TASK PROMPT.
The response should be an exact copy of the records, with the pictures removed.

===============

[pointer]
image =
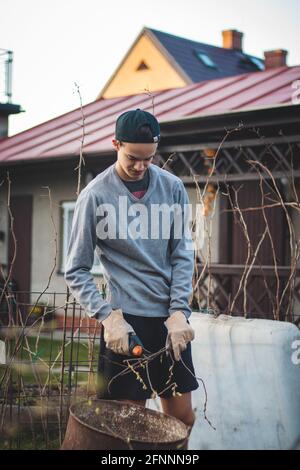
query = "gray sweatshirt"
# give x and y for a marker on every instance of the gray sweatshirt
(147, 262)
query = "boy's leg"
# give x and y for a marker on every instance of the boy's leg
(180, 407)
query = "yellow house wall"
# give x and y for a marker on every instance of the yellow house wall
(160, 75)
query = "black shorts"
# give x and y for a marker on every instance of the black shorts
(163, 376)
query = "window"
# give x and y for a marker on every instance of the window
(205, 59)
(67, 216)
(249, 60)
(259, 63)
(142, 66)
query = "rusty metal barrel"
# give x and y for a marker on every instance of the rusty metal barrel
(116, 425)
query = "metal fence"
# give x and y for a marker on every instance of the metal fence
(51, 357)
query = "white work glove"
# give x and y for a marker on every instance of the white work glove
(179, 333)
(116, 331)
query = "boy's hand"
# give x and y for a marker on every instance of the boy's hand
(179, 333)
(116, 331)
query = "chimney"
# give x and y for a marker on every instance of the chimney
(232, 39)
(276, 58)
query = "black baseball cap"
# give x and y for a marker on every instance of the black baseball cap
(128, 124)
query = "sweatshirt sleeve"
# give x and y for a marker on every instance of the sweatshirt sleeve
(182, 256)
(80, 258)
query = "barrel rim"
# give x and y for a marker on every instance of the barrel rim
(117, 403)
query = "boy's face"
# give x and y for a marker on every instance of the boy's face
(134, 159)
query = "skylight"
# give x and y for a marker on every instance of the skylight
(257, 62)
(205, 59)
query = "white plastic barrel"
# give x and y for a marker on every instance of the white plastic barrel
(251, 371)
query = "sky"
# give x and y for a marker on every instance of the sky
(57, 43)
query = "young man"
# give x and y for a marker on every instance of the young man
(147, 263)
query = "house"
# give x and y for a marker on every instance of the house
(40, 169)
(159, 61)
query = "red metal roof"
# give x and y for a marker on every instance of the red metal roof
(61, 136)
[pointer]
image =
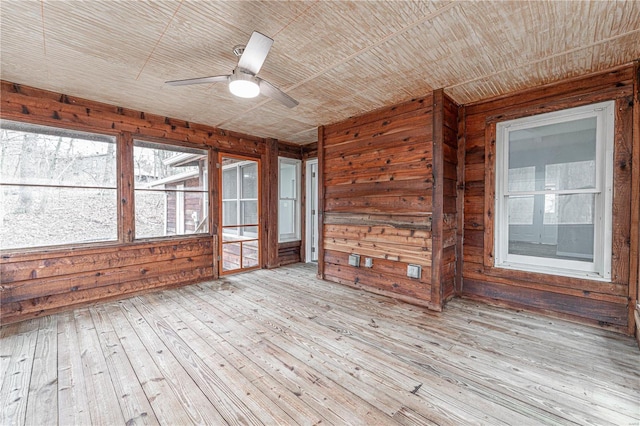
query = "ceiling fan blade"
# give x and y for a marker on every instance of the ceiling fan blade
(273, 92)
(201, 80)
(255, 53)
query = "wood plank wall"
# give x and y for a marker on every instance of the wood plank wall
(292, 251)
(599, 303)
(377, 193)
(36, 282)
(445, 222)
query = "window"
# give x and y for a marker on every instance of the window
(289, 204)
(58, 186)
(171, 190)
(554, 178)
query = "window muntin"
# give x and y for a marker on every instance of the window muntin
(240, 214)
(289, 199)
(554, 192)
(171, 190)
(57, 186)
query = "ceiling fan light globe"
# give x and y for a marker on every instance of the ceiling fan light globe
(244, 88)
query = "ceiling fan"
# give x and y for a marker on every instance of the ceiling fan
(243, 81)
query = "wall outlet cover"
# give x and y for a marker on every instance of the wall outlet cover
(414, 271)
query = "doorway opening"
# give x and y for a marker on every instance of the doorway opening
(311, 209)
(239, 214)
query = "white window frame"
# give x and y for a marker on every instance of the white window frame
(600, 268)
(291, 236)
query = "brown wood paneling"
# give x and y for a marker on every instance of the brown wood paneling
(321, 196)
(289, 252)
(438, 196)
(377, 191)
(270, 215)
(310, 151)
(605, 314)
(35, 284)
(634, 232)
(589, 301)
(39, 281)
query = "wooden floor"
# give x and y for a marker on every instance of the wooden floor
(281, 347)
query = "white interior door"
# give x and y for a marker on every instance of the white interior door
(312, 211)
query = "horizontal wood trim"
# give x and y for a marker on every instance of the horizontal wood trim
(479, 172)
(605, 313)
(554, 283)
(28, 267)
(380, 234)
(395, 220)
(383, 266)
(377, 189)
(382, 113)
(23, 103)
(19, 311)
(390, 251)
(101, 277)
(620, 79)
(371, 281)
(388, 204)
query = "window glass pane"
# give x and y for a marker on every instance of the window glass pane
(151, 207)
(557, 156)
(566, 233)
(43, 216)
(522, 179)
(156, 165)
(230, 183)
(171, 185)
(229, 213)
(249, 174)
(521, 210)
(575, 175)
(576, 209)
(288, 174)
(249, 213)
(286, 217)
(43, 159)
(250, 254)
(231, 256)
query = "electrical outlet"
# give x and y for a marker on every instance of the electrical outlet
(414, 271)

===============

RESPONSE TO THIS TASK.
[pointer]
image =
query = "gray sweatshirt"
# give x and y for a marker on every instance of the gray sweatshirt
(147, 262)
query = "boy's leg"
# give x and y for a marker on every instance of the boy's leg
(180, 407)
query = "yellow house wall"
# give x and y for a marker on every instance of the yellow house wall
(160, 75)
query = "black shorts"
# give x and y for a marker on every instance of the black shorts
(163, 376)
query = "window"
# give x and y for a marker on every instance of the window
(205, 59)
(67, 216)
(249, 60)
(259, 63)
(142, 66)
query = "rusty metal barrel"
# give x and y for a marker on every instance of the rusty metal barrel
(116, 425)
query = "metal fence"
# give x and y for a marker on every instance of the metal fence
(51, 357)
query = "white work glove"
# give x and y for a marker on every instance of the white work glove
(179, 333)
(116, 331)
query = "boy's hand"
# give x and y for a marker on every instance of the boy's hand
(179, 333)
(116, 331)
query = "chimney"
# give x and y for a marker on every instance of the chimney
(232, 39)
(276, 58)
query = "black baseball cap"
# give x and y for a marker on every instance of the black baseball cap
(128, 124)
query = "sweatshirt sleeve"
# give x and y for a marker on every instance of the sweatshirt sleeve
(182, 256)
(80, 258)
query = "barrel rim"
# give x and y for a marker on every instance of the barrel rim
(117, 403)
query = "boy's face"
# give x and y for a marker on every instance of the boy's face
(134, 159)
query = "skylight"
# give x and y for a marker on every instance of the skylight
(257, 62)
(205, 59)
query = "white plastic barrel"
# give x and y for a marker on every instance of the white plastic barrel
(251, 371)
query = "sky"
# give x and y for a marker on every instance of the sky
(57, 43)
query = "young man"
# give x and y for a marker on every instance of the young man
(147, 263)
query = "house"
# give x and y for a marker on every instance of the house
(40, 169)
(159, 61)
query = "red metal roof"
# give x and y for a marker on every instance of the red metal roof
(61, 136)
[pointer]
image =
query = "ceiling fan blade"
# give x and y for a marker on every instance of the ceiling fan blade
(273, 92)
(201, 80)
(255, 53)
query = "wood plank wall"
# give x and y for a marker on every instance of the wood plank wall
(292, 251)
(599, 303)
(377, 193)
(36, 282)
(445, 222)
query = "window"
# give x and y for a marker on every instance of the window
(289, 204)
(58, 186)
(171, 190)
(554, 178)
query = "window muntin"
# give x and y for a marker on every instance of the window muntin
(240, 214)
(289, 199)
(554, 192)
(171, 190)
(57, 186)
query = "ceiling fan light globe"
# give x and y for a marker on every instance of the ceiling fan light globe
(244, 88)
query = "ceiling fan"
# give x and y for a marker on every instance of the ceiling fan
(243, 81)
query = "wall outlet cover"
# give x and y for a marker on every instance of the wall outlet cover
(414, 271)
query = "doorway opening"
# give x and y for a marker on every instance of the doorway opening
(311, 209)
(239, 214)
query = "white window frame"
# give x and y for a marker on every instance of the white window frame
(600, 268)
(291, 236)
query = "brown wood paneling"
# give x and y for a marker on every instance of the brown wood paneling
(321, 196)
(289, 252)
(438, 196)
(377, 191)
(270, 215)
(310, 151)
(605, 314)
(35, 284)
(634, 232)
(589, 301)
(39, 281)
query = "wooden floor"
# give x and y for a marker on every instance of the wooden floor
(281, 347)
query = "white interior door"
# give x and y for a marker on every instance of the white interior door
(312, 211)
query = "horizontal wood trim"
# give x and y for a marker on every instance of the horizontal wood trim
(479, 172)
(605, 313)
(554, 283)
(28, 267)
(380, 234)
(395, 220)
(383, 266)
(377, 189)
(382, 113)
(23, 103)
(19, 311)
(390, 251)
(101, 277)
(620, 79)
(371, 281)
(388, 204)
query = "window glass pane"
# give x and y for a marker on every instance of the window glass pane
(151, 207)
(557, 156)
(566, 233)
(43, 216)
(522, 179)
(156, 165)
(230, 183)
(171, 185)
(229, 213)
(249, 174)
(521, 210)
(575, 175)
(576, 209)
(288, 174)
(249, 213)
(286, 217)
(43, 159)
(250, 254)
(231, 256)
query = "electrical outlet"
# give x and y for a marker on every instance of the electrical outlet
(414, 271)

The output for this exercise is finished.